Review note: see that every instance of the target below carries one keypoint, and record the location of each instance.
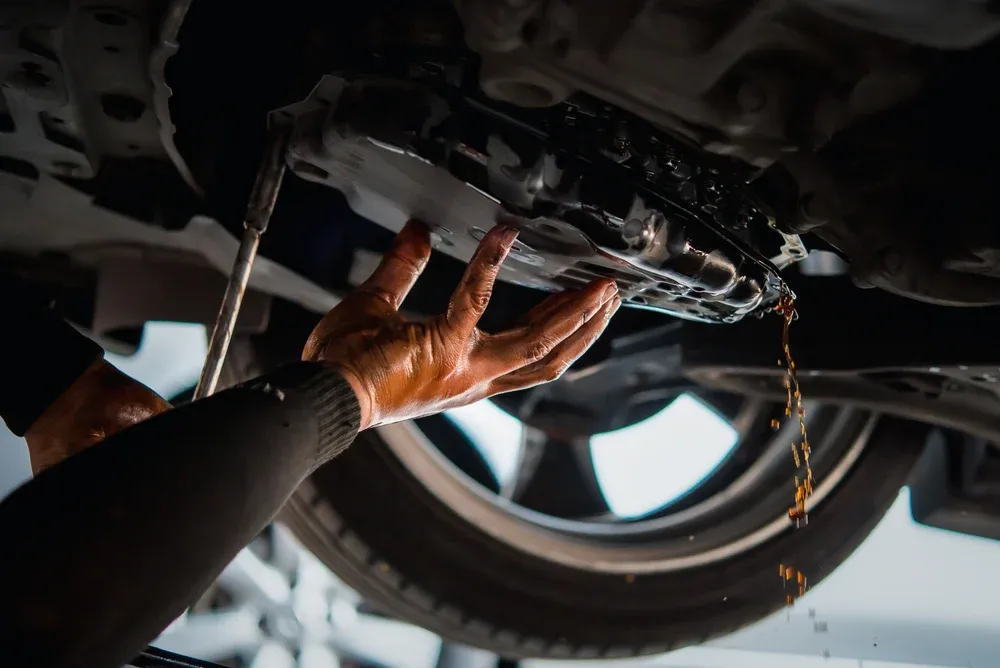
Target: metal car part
(167, 46)
(944, 368)
(665, 254)
(276, 605)
(718, 72)
(76, 93)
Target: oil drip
(800, 451)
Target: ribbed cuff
(338, 415)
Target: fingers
(473, 293)
(562, 356)
(552, 321)
(401, 266)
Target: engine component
(719, 72)
(625, 204)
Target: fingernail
(615, 305)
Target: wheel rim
(276, 606)
(746, 510)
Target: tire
(385, 534)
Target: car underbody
(707, 155)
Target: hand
(100, 403)
(402, 369)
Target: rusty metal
(261, 205)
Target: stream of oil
(793, 580)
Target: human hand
(402, 369)
(100, 403)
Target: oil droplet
(801, 450)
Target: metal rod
(261, 205)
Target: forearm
(138, 526)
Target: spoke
(385, 642)
(215, 636)
(249, 579)
(316, 655)
(283, 551)
(557, 478)
(273, 655)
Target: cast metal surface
(753, 77)
(896, 356)
(261, 205)
(581, 216)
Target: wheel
(413, 519)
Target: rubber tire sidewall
(387, 536)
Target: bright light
(495, 434)
(169, 358)
(642, 467)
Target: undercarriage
(708, 156)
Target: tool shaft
(259, 210)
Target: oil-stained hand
(100, 403)
(402, 369)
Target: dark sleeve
(43, 355)
(112, 544)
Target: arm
(115, 542)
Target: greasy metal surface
(693, 66)
(259, 209)
(897, 356)
(165, 48)
(661, 253)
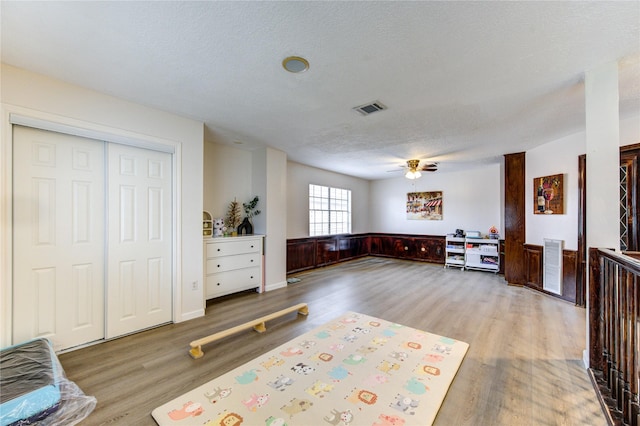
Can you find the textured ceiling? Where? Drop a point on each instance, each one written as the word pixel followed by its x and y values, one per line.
pixel 464 82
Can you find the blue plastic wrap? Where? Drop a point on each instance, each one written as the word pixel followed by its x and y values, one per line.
pixel 34 388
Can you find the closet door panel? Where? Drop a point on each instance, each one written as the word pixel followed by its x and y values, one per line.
pixel 58 237
pixel 139 283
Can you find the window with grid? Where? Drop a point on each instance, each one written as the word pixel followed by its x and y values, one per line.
pixel 329 210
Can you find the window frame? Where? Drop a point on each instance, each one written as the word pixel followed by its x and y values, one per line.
pixel 329 210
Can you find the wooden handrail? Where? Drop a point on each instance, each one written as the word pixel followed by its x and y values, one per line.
pixel 614 333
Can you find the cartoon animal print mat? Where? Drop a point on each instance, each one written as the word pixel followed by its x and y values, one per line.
pixel 355 370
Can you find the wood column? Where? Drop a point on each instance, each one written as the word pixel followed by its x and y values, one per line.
pixel 514 218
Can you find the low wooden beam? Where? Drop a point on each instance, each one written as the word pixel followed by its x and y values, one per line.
pixel 258 325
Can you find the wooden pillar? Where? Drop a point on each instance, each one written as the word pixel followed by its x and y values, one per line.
pixel 514 218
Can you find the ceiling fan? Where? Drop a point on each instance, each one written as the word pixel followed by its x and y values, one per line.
pixel 414 168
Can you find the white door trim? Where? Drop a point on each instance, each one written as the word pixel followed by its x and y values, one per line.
pixel 13 114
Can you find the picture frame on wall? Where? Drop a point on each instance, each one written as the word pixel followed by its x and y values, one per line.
pixel 548 194
pixel 424 205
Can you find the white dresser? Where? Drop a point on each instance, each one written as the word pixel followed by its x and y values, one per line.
pixel 232 264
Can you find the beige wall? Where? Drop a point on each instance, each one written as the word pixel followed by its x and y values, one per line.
pixel 51 100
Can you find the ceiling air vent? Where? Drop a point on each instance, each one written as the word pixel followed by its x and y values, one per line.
pixel 370 108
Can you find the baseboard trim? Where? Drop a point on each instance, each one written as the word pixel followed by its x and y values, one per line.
pixel 192 315
pixel 275 286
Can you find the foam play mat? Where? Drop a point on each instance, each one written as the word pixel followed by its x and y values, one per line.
pixel 354 370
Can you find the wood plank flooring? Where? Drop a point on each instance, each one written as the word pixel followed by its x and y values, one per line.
pixel 524 365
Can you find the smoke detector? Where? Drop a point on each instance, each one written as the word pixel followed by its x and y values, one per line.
pixel 370 108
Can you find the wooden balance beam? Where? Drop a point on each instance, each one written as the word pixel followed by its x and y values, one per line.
pixel 257 324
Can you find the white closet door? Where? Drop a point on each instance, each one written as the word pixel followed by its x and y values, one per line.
pixel 58 237
pixel 139 274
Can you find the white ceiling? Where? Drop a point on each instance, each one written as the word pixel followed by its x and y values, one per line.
pixel 463 81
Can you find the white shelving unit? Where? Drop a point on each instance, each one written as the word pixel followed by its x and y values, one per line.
pixel 455 252
pixel 482 254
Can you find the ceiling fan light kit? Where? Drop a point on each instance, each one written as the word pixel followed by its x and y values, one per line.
pixel 413 172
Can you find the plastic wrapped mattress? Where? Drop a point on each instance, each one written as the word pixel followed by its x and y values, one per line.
pixel 34 388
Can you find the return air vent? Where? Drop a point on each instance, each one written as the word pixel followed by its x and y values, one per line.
pixel 552 266
pixel 370 108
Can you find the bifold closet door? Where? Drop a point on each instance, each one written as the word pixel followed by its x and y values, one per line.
pixel 139 271
pixel 58 237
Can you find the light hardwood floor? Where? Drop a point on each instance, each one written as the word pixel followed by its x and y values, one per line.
pixel 524 365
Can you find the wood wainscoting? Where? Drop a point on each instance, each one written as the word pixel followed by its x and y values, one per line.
pixel 314 252
pixel 533 262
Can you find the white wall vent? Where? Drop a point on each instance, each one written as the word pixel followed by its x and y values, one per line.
pixel 552 266
pixel 370 108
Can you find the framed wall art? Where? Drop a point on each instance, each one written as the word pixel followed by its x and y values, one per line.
pixel 424 205
pixel 548 194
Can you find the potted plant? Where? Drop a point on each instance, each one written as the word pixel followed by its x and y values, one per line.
pixel 233 217
pixel 250 211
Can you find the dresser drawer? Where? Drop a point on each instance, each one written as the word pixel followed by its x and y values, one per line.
pixel 230 247
pixel 232 281
pixel 222 264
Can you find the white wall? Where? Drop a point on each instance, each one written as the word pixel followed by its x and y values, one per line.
pixel 48 99
pixel 471 201
pixel 559 156
pixel 271 184
pixel 298 179
pixel 227 175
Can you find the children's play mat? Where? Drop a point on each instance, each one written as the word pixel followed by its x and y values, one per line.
pixel 354 370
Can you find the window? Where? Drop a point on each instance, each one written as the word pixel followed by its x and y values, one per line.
pixel 329 210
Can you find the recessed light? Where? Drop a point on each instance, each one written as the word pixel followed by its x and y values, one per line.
pixel 295 64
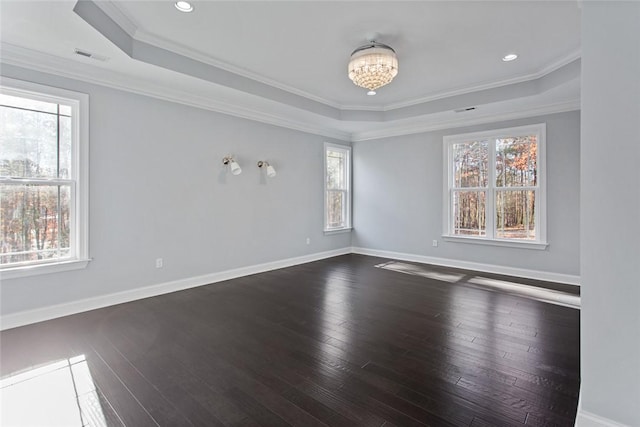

--

§ The problem
The lines to copy run from the one with "Can you find the potted" through the end of the material. Write them out exactly, leaving out the pictures.

§ Result below
Can you find the potted plant? Where? Drop a point on each instance, each one written as the word pixel followed by its x and y values, one per line.
pixel 233 217
pixel 250 211
Can you find the dresser drawer? Where? Drop a point on each instance, each one written as the word pixel followed by its x and y values, one per line.
pixel 230 247
pixel 232 281
pixel 222 264
Can you find the white wall? Where? Drop a point on each instance, each one written as the word pixel followed by its x and y values, one per line.
pixel 48 99
pixel 471 201
pixel 559 156
pixel 271 184
pixel 298 179
pixel 227 175
Can you find the children's play mat? Where? Drop a point on each instance, each one written as the word pixel followed by its x and y values, one per line.
pixel 354 370
Can you find the window? Where? Drop a point on each instance, each one written as the word pixel followed by its x and y values, one per line.
pixel 329 210
Can you find the recessed light? Where? Drop a point on each instance, each one written as the word pixel followed by its x and y values, one per line.
pixel 295 64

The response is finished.